** Opening Excerpted text block **

The real satire is this: To organise, feed, train, equip, shelter, motivate, and sustain a large army of terrorists for over ten years is not a joke. Even legitimate governments struggle to provide basic logistics for peacekeeping forces. But our terrorists? They run their operations like a well-funded state within a state. So again, we ask: Where is the money coming from? Where are the weapons coming from? Who clears their supplies at the border? Who pays the informants? Who guarantees their escape routes? Who negotiates ransoms? These are not philosophical puzzles. These are practical questions.

Questions the APC government has tip-toed around like a man avoiding the truth that his roof is leaking while swimming inside his living room. Instead, they tell us to be patient. Patient for what? For more mass burials? For more farmland invasions? For more schools to be attacked? For more highways to become open killing fields? A government that cannot answer basic security questions is like a fire service that arrives with kerosene—helpful only to the flames.

It is, therefore no wonder that Nigerians, tired of recycled excuses and televised condolences, are turning to the opposition. Yes, it is time for the opposition candidates to stop dancing around the periphery and bring their ideas to the table. The country is haemorrhaging. This is no season for vague promises or poetic slogans. We demand clarity. We demand strategy. We demand visible blueprints.

Let them assemble retired generals, counter-terrorism experts, intelligence officers, veterans who fought real wars, and not the social media commandos we have been forced to endure. Let them map out a realistic national defence strategy—one rooted in knowledge, not political theatre. Nigeria is at war, even if the government pretends otherwise. The people are dying, even if the statistics are doctored. And the terrorists are advancing, even if the headline writers are exhausted or have been paid off to remain silent. The truth is out there and our leaders are treated as suspects, if not pariahs.

The government’s response to the crisis has been a masterclass in absurdity. From the “Technical Withdrawal” farce to the “No-Platform” charade, it seems like the government is more interested in covering its tracks than tackling the terrorists. The recent claims of “Crushing” the terrorists have been met with derision by Nigerians, who are yet to see tangible evidence of victory.

** Closing Excerpted text block **
** Opening Input data block **

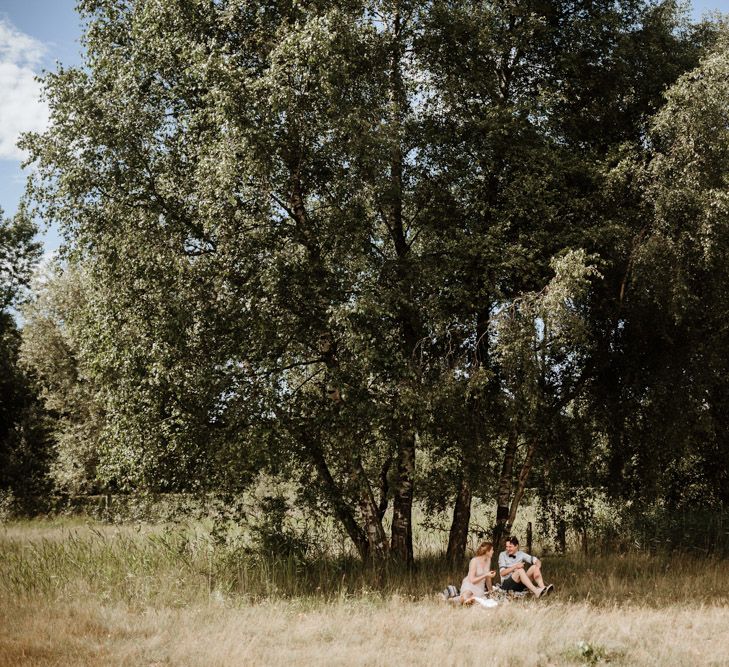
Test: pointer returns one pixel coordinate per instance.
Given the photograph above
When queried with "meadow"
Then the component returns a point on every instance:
(81, 592)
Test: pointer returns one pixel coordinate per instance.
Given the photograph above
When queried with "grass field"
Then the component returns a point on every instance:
(90, 594)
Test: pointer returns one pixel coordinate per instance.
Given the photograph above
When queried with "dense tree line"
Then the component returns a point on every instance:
(391, 250)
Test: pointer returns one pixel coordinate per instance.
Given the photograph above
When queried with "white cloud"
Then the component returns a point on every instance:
(21, 109)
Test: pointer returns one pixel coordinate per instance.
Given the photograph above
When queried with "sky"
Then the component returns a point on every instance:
(34, 35)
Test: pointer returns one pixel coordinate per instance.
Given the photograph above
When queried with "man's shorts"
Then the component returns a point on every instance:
(511, 585)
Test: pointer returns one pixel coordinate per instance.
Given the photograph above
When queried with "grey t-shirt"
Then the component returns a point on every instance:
(508, 561)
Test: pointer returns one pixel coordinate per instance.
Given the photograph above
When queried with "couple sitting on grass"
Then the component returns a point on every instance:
(478, 583)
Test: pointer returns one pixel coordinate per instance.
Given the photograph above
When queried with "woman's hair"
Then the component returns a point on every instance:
(484, 548)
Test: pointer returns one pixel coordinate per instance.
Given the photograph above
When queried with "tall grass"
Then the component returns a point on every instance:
(180, 565)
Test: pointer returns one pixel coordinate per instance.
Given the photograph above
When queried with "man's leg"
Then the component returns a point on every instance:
(535, 574)
(522, 577)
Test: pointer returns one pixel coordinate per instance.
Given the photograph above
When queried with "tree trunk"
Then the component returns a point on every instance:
(376, 538)
(402, 528)
(334, 496)
(458, 537)
(504, 493)
(526, 468)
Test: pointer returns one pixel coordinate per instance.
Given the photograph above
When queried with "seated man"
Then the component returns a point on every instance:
(513, 575)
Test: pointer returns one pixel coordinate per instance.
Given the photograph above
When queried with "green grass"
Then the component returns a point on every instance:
(185, 564)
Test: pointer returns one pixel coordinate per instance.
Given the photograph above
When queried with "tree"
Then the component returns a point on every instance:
(298, 221)
(24, 451)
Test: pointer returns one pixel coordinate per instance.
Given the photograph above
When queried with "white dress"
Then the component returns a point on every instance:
(479, 589)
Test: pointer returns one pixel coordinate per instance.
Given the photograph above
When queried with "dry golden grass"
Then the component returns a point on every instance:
(395, 632)
(88, 594)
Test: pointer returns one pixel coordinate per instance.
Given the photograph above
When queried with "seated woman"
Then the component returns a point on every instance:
(480, 575)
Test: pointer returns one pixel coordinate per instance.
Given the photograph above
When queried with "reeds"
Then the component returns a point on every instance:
(186, 564)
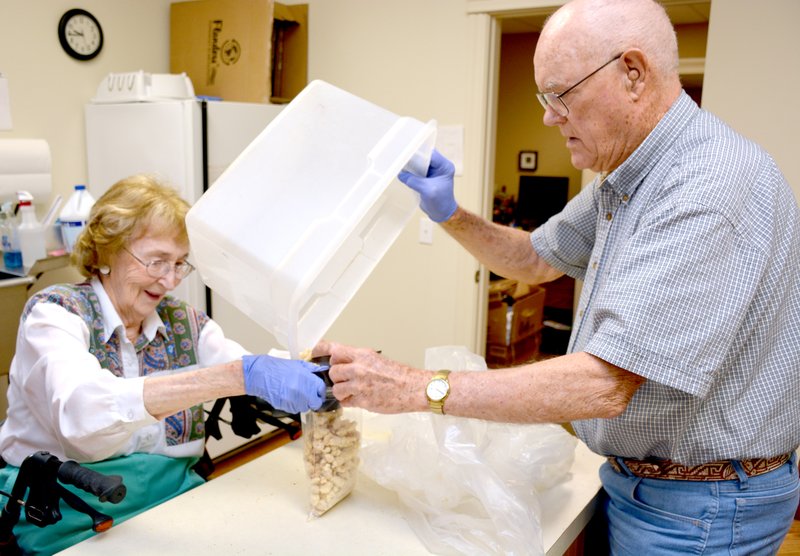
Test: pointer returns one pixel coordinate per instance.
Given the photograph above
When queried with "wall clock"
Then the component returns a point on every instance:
(80, 34)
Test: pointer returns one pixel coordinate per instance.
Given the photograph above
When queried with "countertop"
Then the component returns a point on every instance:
(262, 508)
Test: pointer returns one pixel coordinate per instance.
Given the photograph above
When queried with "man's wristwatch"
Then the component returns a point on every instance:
(437, 391)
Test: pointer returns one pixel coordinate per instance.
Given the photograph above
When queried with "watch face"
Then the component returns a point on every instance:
(437, 389)
(80, 34)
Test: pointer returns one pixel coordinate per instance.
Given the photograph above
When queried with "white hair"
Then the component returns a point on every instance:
(613, 26)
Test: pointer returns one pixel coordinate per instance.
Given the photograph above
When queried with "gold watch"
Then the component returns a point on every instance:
(437, 391)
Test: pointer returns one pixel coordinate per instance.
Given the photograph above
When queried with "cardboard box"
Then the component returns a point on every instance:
(527, 312)
(241, 50)
(520, 352)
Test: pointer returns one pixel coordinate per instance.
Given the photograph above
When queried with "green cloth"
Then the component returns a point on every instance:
(150, 480)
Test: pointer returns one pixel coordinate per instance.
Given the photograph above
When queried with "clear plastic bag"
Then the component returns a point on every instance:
(331, 443)
(468, 486)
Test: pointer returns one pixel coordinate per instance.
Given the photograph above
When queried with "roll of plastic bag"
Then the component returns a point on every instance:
(467, 486)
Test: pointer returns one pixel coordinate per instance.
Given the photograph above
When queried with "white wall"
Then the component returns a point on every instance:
(412, 57)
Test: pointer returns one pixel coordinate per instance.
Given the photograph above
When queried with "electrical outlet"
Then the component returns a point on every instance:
(425, 231)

** Closing Input data block **

Pick up the commentary on Nigeria's security crisis after its last sentence and keep writing it. These rows have nothing to do with the commentary on Nigeria's security crisis.

» **Response below**:
Meanwhile, the opposition is not without its own share of criticism. Their silence on the issue has been deafening, and their lack of concrete plans to tackle the crisis has raised eyebrows. It is time for them to step up and offer Nigerians a glimmer of hope. Yes, internationalising our crisis may be a strategy but the best strategy is not calling on Donald Trump to come and save our democracy. We are better off fixing our own problems than for a third party to come fix it for us.

As the country teeters on the brink of collapse, one thing is clear: something has to give. The status quo is unsustainable, and the Nigerian people are demanding change. The government must be held accountable for its failures, and the opposition must be given a chance to offer an alternative.

In the meantime, Nigerians are left to wonder: What next? Will the government finally take responsibility for its failures and step aside? Will the opposition rise to the occasion and offer a viable alternative? Or will we continue to stumble in the dark, praying for a miracle that may never come? It is foolhardy praying to God to fix a problem we elected some men and women to fix.

One thing is certain, however: Nigeria cannot afford any more of this. The people demand answers, and they demand them now. The government must act decisively. The opposition must offer a credible alternative, and it must do so with urgency. The Nigerian people will no longer be silenced, and they will no longer be ignored. The people of Nigeria are not idiots and they are not fools. I doubt if we are all stupid.

So, we ask one last question: If the government cannot give us answers, should we not demand them from those seeking to replace it? Because at this rate, silence is no longer ignorance—it is complicity. And Nigeria cannot afford any more of that.

Almost everything is wrong with us. The clock is ticking, and the Nigerian people are watching.